EXCERPTED RECORDS:
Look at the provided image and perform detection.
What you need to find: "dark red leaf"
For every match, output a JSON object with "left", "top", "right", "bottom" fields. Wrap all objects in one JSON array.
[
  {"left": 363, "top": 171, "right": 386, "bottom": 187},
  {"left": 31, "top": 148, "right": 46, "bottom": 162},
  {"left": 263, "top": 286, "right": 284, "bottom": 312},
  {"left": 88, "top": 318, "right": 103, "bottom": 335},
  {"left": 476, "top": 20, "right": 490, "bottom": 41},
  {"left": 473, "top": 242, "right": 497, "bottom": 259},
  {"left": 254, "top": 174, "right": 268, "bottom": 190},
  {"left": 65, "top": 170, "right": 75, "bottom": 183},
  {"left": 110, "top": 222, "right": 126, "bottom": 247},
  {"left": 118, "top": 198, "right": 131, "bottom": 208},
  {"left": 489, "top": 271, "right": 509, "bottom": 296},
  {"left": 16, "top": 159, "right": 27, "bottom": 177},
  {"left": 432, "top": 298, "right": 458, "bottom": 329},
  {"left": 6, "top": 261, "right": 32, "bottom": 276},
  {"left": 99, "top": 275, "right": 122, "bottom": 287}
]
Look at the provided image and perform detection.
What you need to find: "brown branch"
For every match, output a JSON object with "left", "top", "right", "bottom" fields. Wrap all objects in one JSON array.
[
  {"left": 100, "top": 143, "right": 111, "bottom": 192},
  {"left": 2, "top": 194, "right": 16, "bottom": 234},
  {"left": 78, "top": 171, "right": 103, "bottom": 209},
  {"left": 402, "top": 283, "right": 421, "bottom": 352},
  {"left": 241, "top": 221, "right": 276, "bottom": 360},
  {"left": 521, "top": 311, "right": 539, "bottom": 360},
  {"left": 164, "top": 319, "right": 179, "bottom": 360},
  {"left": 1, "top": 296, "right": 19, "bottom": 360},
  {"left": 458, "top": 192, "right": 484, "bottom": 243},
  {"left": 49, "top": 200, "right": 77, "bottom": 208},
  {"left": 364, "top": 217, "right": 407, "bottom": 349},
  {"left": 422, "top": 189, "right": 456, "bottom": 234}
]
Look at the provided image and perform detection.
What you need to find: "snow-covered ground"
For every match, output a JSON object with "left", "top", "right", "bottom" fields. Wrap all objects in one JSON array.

ABOUT THIS TASK:
Reproduce the entries in full, exactly as written.

YOUR SOLUTION:
Look at the provided image and perform detection.
What you need to find: "dark red leaf"
For every match, output a JSON object with "left", "top", "right", "bottom" fields. Wrap all objects in one JSON array.
[
  {"left": 363, "top": 171, "right": 386, "bottom": 187},
  {"left": 31, "top": 148, "right": 46, "bottom": 162},
  {"left": 263, "top": 286, "right": 284, "bottom": 312},
  {"left": 88, "top": 318, "right": 103, "bottom": 335},
  {"left": 476, "top": 20, "right": 490, "bottom": 41},
  {"left": 473, "top": 242, "right": 497, "bottom": 259},
  {"left": 254, "top": 174, "right": 268, "bottom": 190},
  {"left": 65, "top": 170, "right": 75, "bottom": 183},
  {"left": 110, "top": 222, "right": 126, "bottom": 247},
  {"left": 118, "top": 198, "right": 131, "bottom": 208},
  {"left": 489, "top": 271, "right": 509, "bottom": 296},
  {"left": 16, "top": 159, "right": 27, "bottom": 177},
  {"left": 432, "top": 298, "right": 458, "bottom": 329},
  {"left": 6, "top": 261, "right": 32, "bottom": 276},
  {"left": 99, "top": 275, "right": 122, "bottom": 287}
]
Look at the provided image and perform detection.
What you need to find: "brown branch"
For every match, output a JSON object with "left", "top", "right", "bottom" fields. Wrap all objects in one JSON array.
[
  {"left": 100, "top": 143, "right": 111, "bottom": 192},
  {"left": 2, "top": 194, "right": 16, "bottom": 234},
  {"left": 78, "top": 171, "right": 103, "bottom": 209},
  {"left": 402, "top": 283, "right": 421, "bottom": 352},
  {"left": 241, "top": 221, "right": 276, "bottom": 360},
  {"left": 521, "top": 311, "right": 539, "bottom": 360},
  {"left": 164, "top": 319, "right": 179, "bottom": 360},
  {"left": 1, "top": 296, "right": 19, "bottom": 360},
  {"left": 458, "top": 192, "right": 484, "bottom": 243},
  {"left": 49, "top": 200, "right": 77, "bottom": 208},
  {"left": 364, "top": 217, "right": 407, "bottom": 349},
  {"left": 422, "top": 189, "right": 456, "bottom": 234}
]
Look at the provided image and perform detection.
What you need to find: "snow-covered ground"
For every match, output a JSON object with "left", "top", "right", "bottom" fields. Wrap all objects in one JSON array.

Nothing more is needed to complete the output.